### REQUIRED TASK
Transcribe the material below exactly as it appears.

====== DATA PROVIDED ======

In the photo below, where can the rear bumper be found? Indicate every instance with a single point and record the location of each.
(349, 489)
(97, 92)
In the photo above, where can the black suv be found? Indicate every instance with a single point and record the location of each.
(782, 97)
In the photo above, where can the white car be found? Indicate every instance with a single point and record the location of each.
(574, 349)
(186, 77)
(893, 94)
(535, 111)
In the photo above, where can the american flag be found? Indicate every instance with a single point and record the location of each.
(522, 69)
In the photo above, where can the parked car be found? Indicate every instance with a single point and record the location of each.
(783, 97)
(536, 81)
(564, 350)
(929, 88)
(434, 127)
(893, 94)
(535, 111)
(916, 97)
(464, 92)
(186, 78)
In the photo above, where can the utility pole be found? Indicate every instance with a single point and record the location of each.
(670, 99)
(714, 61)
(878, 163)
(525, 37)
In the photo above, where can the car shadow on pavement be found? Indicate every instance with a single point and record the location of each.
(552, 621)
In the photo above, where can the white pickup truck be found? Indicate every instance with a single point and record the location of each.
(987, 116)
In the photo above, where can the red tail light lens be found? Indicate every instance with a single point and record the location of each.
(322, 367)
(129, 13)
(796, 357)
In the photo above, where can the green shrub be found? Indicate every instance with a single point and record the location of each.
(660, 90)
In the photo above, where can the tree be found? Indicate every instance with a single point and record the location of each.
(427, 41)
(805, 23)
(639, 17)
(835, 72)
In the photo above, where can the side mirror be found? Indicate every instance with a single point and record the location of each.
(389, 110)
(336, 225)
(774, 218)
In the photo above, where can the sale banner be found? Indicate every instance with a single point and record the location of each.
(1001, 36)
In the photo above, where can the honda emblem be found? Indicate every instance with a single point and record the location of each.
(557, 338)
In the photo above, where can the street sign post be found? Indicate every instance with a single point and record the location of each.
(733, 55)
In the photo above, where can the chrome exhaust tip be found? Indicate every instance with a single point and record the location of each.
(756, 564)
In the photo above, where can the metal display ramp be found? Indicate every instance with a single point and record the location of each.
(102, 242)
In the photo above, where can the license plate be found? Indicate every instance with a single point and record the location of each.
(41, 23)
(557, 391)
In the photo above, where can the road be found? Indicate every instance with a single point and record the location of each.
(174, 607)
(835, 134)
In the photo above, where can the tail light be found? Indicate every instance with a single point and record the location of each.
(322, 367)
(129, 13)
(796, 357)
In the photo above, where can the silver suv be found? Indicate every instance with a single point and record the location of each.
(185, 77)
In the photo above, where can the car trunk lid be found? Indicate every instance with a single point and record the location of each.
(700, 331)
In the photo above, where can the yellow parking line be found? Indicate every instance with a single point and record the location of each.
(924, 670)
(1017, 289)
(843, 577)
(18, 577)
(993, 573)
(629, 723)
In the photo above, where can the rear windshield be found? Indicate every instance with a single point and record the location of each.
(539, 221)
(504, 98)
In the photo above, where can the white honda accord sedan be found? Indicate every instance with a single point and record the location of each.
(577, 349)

======

### EXERCISE SOLUTION
In the photo below, where can the rear bumper be found? Indicate every instance with a single point and record the location of each.
(349, 489)
(97, 92)
In the photo above, where can the black suv be found? Indicate every instance with a single point and record the location of each.
(782, 97)
In the photo above, where can the white car be found? Indicate every instance with a single point and record the location of each.
(574, 349)
(186, 77)
(893, 94)
(535, 111)
In the photo above, where can the american flag be found? Indicate every instance with a single point and record the location of each.
(522, 69)
In the photo above, where can the parked car be found? Indicate every instance with a single point and record the location of each.
(783, 97)
(536, 81)
(564, 350)
(929, 88)
(434, 127)
(893, 94)
(535, 111)
(916, 97)
(464, 92)
(186, 78)
In the photo above, where can the utility pole be found? Indicate every instance with a single point and record the location of each.
(670, 99)
(714, 61)
(878, 163)
(525, 37)
In the photo above, where can the car shadow on pavement be found? Indicate every instance with a single point and record the location of each.
(552, 621)
In the photo above, where can the white pickup truck be found? Indicate every instance with a single point and record the location of each.
(987, 116)
In the photo above, where can the red tail light lens be found? Indicate every instance with a single point and record the location of each.
(322, 367)
(129, 13)
(796, 357)
In the photo above, where can the green shrub be found? Indicate every instance with a single point and record the location of each.
(660, 90)
In the photo above, where can the tree be found? Indicate every instance with a single point and record the location of each.
(427, 41)
(805, 23)
(639, 17)
(835, 72)
In the photo above, where can the side mirror be found? Indicate every instance with a single point and record the location of each.
(389, 110)
(336, 225)
(774, 218)
In the photo above, where can the sale banner be found? Indicate every instance with a single point and record the location of each.
(1001, 36)
In the photo above, where can the honda emblem be found? Indicate every instance with a single point and record the location of each.
(557, 338)
In the photo above, where can the street sign post be found? Indicate every instance with a single point and record the location of each.
(733, 55)
In the photo above, where can the chrome exhaust tip be found? Indicate every instance with a single point and record the location of each.
(756, 564)
In the photo above, where can the metal display ramp be found? Indicate every instance with a single point and record the location of each.
(102, 242)
In the photo above, where can the license plate be found? Indicate every instance with a single point and record the location of each.
(41, 23)
(557, 391)
In the photo above, where can the road be found? Indicate every instance with a single point and record the location of each.
(174, 607)
(835, 134)
In the photo above, where can the tail light be found? Indicate every instance with a single point and record the location of each.
(322, 367)
(129, 13)
(796, 357)
In the photo above, where can the silver suv be found? Indicate every instance with a single point and record the location of each.
(185, 77)
In the photo above, where can the car trunk lid be found? Indicate every instance with a single point and record the location of each.
(700, 331)
In the photo above, where can the yellow parking line be found? Indicate every instance with a single point and record the location of each.
(924, 670)
(1017, 289)
(843, 577)
(18, 577)
(993, 573)
(629, 723)
In the photo above, where can the rear windshield be found? Indicate every instance with a single point and record the location of each.
(539, 221)
(504, 98)
In the photo above, where can the white honda accord sedan be found? Indicate every instance with a single point and record the location of each.
(577, 349)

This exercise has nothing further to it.